### TESTO IN ESAME
.....

Civiltà tradizionale e modernità

 

Civiltà tradizionale e modernità

La civiltà tradizionale era strutturata in riferimento alla verticalità, per cui ogni cosa era gerarchizzata verso l’alto: il potere non era mestiere o interesse, ma era legittimato da un ruolo di tramite tra la realtà celeste e quella terrena, secondo l’originario significato di pontifex.

La società era divisa in classi, ognuna con la propria dignità finché rispettava il proprio ordinamento che era un riflesso dell’ordine cosmico. Ogni riferimento alla verticalità è invece venuto meno tra le rovine della modernità, ogni riferimento a una realtà sovraordinata è negato, deriso, condannato: tutto deve essere collocato su di un piano orizzontale e per questo si temono – e perciò si negano – le differenze.

Ma come già sapeva Nietzsche, la lotta per l’uguaglianza dei diritti è già un sintomo di malattia, perché proprio di chi non sente in sé la forza di elevarsi e vuole che tutto sia uguale in modo che la propria mediocrità non si evidenzi. Tuttavia, privato di ogni superiore punto di riferimento, l’individuo perde ogni centro e diventa atomo che vortica, come diceva Democrito, senza scopo; diventa una realtà scissa, dimidiata e quindi irrealizzata e inevitabilmente infelice.

L’infelicità è, con tutta evidenza, la malattia della modernità che ha rinnegato le proprie radici. Il fatto è che se l’uomo guarda verso il basso, piuttosto che verso l’alto, decade: è il mito degli angeli ribelli. È il mito della biga alata del Fedro di Platone, dove il predominio dei puri istinti e delle passioni non sottomesse alla ragione, l’odierna anarchia dei desideri, porta l’anima a precipitare verso il basso e a perdere la dimensione celeste.

È la situazione nella quale l’uomo si ribella ai valori eroici del sacrificio e guarda verso il basso, verso il puro appagamento degli istinti, verso la quantità rifiutando la qualità, verso la materia rifiutando lo spirito. Nel mondo materializzato, dove si considera scientifico, “reale”, solo ciò che è misurabile e quindi ridotto o riducibile a quantità, domina la demonia del denaro che è il regno della quantità, come dimostra il fatto che nella degenerazione attuale –  lontana da una certa dignità che poteva avere ancora l’homo oeconomicus  – il valore dell’uomo è misurato dalla quantità di denaro che possiede e nemmeno dal fatto di averlo guadagnato con fatica, onestà e ingegno.

Occorre quindi una reintegrazione, una ricostruzione di una dimensione interiore rivolta verso l’alto; occorre vincere il grande jihad affinché la dimensione politica sia reintegrata del suo elemento essenziale: la cura della comunità per assicurarle il futuro.

.....

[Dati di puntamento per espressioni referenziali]
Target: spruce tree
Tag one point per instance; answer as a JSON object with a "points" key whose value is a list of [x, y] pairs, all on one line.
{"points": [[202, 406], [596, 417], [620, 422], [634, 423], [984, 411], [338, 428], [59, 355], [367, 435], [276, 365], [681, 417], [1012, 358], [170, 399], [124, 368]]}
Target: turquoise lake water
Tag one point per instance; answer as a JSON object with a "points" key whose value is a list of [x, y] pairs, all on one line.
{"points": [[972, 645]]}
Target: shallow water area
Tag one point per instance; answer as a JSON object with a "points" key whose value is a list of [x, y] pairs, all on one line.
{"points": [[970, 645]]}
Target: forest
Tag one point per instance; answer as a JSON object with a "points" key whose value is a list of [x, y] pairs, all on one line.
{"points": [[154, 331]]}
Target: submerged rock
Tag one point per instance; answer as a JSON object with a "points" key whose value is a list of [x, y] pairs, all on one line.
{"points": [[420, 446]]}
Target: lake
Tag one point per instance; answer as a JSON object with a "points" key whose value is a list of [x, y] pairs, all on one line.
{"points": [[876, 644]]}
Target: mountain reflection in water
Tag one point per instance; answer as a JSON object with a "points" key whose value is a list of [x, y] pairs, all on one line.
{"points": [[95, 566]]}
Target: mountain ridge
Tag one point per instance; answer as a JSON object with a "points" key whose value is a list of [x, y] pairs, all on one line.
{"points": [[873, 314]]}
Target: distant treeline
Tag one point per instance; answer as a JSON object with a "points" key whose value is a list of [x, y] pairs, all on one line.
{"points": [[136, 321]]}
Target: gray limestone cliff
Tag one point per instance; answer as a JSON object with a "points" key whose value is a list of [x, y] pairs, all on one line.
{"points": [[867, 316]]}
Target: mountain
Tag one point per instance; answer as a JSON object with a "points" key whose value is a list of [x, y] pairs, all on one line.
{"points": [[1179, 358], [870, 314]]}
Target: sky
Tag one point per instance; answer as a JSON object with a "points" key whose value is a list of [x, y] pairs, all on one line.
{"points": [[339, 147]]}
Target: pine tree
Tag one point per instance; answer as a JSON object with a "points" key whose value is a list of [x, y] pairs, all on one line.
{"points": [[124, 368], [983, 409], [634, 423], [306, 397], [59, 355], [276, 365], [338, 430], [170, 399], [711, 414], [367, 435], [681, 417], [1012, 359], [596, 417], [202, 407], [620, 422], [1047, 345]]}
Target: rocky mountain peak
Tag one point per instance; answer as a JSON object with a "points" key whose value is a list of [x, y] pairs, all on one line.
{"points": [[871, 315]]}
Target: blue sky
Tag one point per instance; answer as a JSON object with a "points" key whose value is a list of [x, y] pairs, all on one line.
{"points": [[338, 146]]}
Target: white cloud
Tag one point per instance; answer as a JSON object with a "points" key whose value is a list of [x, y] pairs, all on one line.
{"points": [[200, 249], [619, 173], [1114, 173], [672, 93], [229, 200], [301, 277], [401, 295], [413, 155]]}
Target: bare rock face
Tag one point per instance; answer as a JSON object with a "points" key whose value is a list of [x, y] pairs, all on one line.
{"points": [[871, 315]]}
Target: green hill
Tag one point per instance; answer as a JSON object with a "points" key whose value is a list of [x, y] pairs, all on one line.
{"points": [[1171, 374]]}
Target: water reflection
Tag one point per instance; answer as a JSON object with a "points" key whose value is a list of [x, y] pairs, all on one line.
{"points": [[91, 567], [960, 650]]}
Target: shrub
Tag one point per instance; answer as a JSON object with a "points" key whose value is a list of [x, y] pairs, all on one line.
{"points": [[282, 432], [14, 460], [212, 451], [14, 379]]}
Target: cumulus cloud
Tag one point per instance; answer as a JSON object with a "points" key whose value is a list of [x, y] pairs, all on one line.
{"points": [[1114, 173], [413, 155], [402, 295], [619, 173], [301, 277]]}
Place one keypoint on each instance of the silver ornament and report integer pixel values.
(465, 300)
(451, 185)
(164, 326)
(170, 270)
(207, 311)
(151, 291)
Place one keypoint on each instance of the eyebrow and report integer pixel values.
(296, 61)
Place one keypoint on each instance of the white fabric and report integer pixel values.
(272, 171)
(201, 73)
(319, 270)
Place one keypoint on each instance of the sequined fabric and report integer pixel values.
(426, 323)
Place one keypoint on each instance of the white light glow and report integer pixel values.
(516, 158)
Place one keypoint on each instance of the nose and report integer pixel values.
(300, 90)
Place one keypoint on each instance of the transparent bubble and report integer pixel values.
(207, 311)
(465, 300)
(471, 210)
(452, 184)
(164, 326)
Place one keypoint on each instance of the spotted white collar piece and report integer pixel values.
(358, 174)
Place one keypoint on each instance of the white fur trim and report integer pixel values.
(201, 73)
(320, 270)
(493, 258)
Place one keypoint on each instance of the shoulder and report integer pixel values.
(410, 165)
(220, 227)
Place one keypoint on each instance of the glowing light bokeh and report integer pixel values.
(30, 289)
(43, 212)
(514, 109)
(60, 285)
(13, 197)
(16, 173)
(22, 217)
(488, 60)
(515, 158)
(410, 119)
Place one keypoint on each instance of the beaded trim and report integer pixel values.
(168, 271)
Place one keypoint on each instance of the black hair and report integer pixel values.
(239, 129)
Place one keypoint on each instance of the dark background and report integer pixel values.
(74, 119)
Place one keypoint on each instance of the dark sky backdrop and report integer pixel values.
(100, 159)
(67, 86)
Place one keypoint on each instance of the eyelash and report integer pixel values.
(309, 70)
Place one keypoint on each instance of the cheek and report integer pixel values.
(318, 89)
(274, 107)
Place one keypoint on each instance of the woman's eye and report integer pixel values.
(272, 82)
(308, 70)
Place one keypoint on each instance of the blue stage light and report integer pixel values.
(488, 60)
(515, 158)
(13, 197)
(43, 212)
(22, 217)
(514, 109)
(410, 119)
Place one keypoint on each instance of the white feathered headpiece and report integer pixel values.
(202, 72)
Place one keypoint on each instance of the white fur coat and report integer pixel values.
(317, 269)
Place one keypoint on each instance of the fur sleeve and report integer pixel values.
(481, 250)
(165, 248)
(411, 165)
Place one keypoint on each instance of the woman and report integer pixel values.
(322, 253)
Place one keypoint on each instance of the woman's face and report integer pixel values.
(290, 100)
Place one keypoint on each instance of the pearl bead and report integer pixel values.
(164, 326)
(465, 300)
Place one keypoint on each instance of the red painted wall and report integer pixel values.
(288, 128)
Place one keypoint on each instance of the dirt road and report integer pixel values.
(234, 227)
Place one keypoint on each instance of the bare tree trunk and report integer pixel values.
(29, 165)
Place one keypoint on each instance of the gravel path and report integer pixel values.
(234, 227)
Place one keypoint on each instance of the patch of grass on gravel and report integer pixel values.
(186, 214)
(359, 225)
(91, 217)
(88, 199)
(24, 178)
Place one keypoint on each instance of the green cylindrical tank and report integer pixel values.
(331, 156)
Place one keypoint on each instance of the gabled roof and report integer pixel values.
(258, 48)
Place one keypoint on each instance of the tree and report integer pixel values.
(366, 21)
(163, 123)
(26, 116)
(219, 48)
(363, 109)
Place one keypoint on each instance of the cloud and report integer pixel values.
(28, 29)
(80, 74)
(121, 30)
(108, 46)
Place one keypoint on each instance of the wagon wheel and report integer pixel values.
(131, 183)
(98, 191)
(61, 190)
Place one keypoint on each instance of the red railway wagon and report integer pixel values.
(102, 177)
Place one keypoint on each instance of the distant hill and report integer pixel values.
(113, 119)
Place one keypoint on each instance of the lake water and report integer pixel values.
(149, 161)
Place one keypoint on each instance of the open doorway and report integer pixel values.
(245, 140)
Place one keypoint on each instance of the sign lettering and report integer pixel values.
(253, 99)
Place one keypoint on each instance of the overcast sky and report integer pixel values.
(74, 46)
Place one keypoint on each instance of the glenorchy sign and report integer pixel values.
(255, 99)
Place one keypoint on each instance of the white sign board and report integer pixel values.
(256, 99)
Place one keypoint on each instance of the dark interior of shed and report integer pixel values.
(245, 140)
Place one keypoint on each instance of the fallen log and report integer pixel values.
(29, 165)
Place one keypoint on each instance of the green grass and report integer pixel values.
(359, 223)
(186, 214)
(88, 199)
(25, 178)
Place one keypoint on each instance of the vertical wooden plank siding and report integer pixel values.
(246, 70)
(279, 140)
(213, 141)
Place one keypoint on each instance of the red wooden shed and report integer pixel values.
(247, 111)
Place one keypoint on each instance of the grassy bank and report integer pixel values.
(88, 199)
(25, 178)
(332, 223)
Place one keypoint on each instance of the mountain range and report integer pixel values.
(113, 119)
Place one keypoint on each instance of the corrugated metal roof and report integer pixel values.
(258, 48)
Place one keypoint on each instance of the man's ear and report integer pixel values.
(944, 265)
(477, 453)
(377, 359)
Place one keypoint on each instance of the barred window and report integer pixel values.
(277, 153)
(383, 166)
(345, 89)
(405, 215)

.....

### CONSEGNA
Restituisci parola per parola il tratto del testo su civiltà tradizionale e modernità che va da "La società era" fino a "e inevitabilmente infelice.". Per questo lavoro i record non hanno alcun ruolo.

### RISULTATO DELL'ESERCIZIO
La società era divisa in classi, ognuna con la propria dignità finché rispettava il proprio ordinamento che era un riflesso dell’ordine cosmico. Ogni riferimento alla verticalità è invece venuto meno tra le rovine della modernità, ogni riferimento a una realtà sovraordinata è negato, deriso, condannato: tutto deve essere collocato su di un piano orizzontale e per questo si temono – e perciò si negano – le differenze.

Ma come già sapeva Nietzsche, la lotta per l’uguaglianza dei diritti è già un sintomo di malattia, perché proprio di chi non sente in sé la forza di elevarsi e vuole che tutto sia uguale in modo che la propria mediocrità non si evidenzi. Tuttavia, privato di ogni superiore punto di riferimento, l’individuo perde ogni centro e diventa atomo che vortica, come diceva Democrito, senza scopo; diventa una realtà scissa, dimidiata e quindi irrealizzata e inevitabilmente infelice.